= SOURCE RECORDS =

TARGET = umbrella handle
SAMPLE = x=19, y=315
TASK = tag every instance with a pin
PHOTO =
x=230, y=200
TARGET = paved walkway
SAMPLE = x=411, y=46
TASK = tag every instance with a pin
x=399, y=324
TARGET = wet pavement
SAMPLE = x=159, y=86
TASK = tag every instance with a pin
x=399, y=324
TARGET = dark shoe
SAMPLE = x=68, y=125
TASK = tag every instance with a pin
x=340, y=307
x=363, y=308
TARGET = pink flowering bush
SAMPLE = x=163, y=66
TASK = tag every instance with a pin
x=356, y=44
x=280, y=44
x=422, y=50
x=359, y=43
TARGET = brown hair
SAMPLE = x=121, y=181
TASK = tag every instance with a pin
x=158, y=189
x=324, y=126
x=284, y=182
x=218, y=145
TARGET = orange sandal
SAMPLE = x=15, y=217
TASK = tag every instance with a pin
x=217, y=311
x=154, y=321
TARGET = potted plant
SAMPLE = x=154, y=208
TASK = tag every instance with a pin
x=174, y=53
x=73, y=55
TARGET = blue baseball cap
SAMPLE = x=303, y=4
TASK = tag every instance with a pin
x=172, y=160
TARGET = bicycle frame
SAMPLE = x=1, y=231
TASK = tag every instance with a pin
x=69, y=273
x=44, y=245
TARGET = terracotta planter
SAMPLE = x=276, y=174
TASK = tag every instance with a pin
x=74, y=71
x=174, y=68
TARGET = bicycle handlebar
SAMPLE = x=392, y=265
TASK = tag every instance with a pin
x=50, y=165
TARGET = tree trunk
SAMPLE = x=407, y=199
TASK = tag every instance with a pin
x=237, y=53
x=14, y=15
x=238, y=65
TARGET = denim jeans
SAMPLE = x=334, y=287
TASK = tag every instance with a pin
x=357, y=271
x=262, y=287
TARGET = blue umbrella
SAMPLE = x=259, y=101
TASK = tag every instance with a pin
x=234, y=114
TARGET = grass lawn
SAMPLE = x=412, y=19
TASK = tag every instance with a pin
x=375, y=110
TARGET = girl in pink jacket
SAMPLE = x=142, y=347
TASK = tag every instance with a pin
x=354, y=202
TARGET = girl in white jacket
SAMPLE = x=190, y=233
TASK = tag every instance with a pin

= PROBLEM REQUIREMENTS =
Rewrite every line of the rows above as a Markdown table with the columns "No." and "Line", numbering each line in order and leaving out any blank lines.

= PROBLEM SOLUTION =
| No. | Line |
|---|---|
| 1 | TARGET = umbrella handle |
| 2 | SAMPLE = x=19, y=315 |
| 3 | TASK = tag every instance with a pin |
| 4 | PHOTO = |
| 5 | x=230, y=200 |
| 6 | TARGET = paved walkway |
| 7 | SAMPLE = x=411, y=46 |
| 8 | TASK = tag every instance with a pin |
| 9 | x=399, y=324 |
| 10 | TARGET = wet pavement |
| 11 | SAMPLE = x=159, y=86 |
| 12 | TASK = tag every instance with a pin |
| 13 | x=399, y=324 |
| 14 | TARGET = dark shoe |
| 15 | SAMPLE = x=68, y=125 |
| 16 | TASK = tag every instance with a pin |
| 17 | x=340, y=307 |
| 18 | x=363, y=308 |
| 19 | TARGET = pink flowering bush |
| 20 | SAMPLE = x=163, y=66 |
| 21 | TASK = tag every instance with a pin |
| 22 | x=356, y=44 |
| 23 | x=280, y=44 |
| 24 | x=422, y=50 |
| 25 | x=359, y=43 |
| 26 | TARGET = brown hair |
| 27 | SAMPLE = x=121, y=181 |
| 28 | TASK = tag every instance with a pin |
| 29 | x=158, y=189 |
| 30 | x=324, y=126 |
| 31 | x=284, y=182 |
| 32 | x=218, y=145 |
| 33 | TARGET = orange sandal |
| 34 | SAMPLE = x=15, y=217 |
| 35 | TASK = tag every instance with a pin |
| 36 | x=217, y=311 |
| 37 | x=154, y=321 |
| 38 | TARGET = potted plant |
| 39 | SAMPLE = x=154, y=208 |
| 40 | TASK = tag every instance with a pin |
| 41 | x=174, y=53 |
| 42 | x=73, y=55 |
| 43 | TARGET = blue baseball cap |
| 44 | SAMPLE = x=303, y=4 |
| 45 | TASK = tag every instance with a pin |
| 46 | x=172, y=160 |
| 47 | TARGET = bicycle frame |
| 48 | SAMPLE = x=1, y=231 |
| 49 | TASK = tag every instance with a pin |
| 50 | x=69, y=273 |
| 51 | x=44, y=245 |
| 52 | TARGET = terracotta planter |
| 53 | SAMPLE = x=276, y=174 |
| 54 | TASK = tag every instance with a pin |
| 55 | x=74, y=71 |
| 56 | x=174, y=68 |
| 57 | TARGET = bicycle handlebar |
| 58 | SAMPLE = x=392, y=265 |
| 59 | TASK = tag every instance with a pin |
| 60 | x=50, y=165 |
| 61 | TARGET = tree trunk |
| 62 | SAMPLE = x=407, y=199 |
| 63 | TASK = tag every instance with a pin |
| 64 | x=237, y=53 |
| 65 | x=14, y=15 |
| 66 | x=238, y=65 |
| 67 | TARGET = denim jeans |
| 68 | SAMPLE = x=334, y=287 |
| 69 | TASK = tag every instance with a pin |
| 70 | x=357, y=271 |
| 71 | x=262, y=287 |
| 72 | TARGET = blue umbrella |
| 73 | SAMPLE = x=259, y=101 |
| 74 | TASK = tag every instance with a pin |
| 75 | x=234, y=114 |
| 76 | TARGET = grass lawn |
| 77 | SAMPLE = x=412, y=19 |
| 78 | TASK = tag every instance with a pin |
| 79 | x=375, y=110 |
| 80 | TARGET = girl in pink jacket |
| 81 | SAMPLE = x=142, y=347 |
| 82 | TASK = tag every instance with a pin |
| 83 | x=354, y=202 |
| 84 | TARGET = girl in white jacket |
| 85 | SAMPLE = x=190, y=233 |
| 86 | TASK = tag every instance with a pin |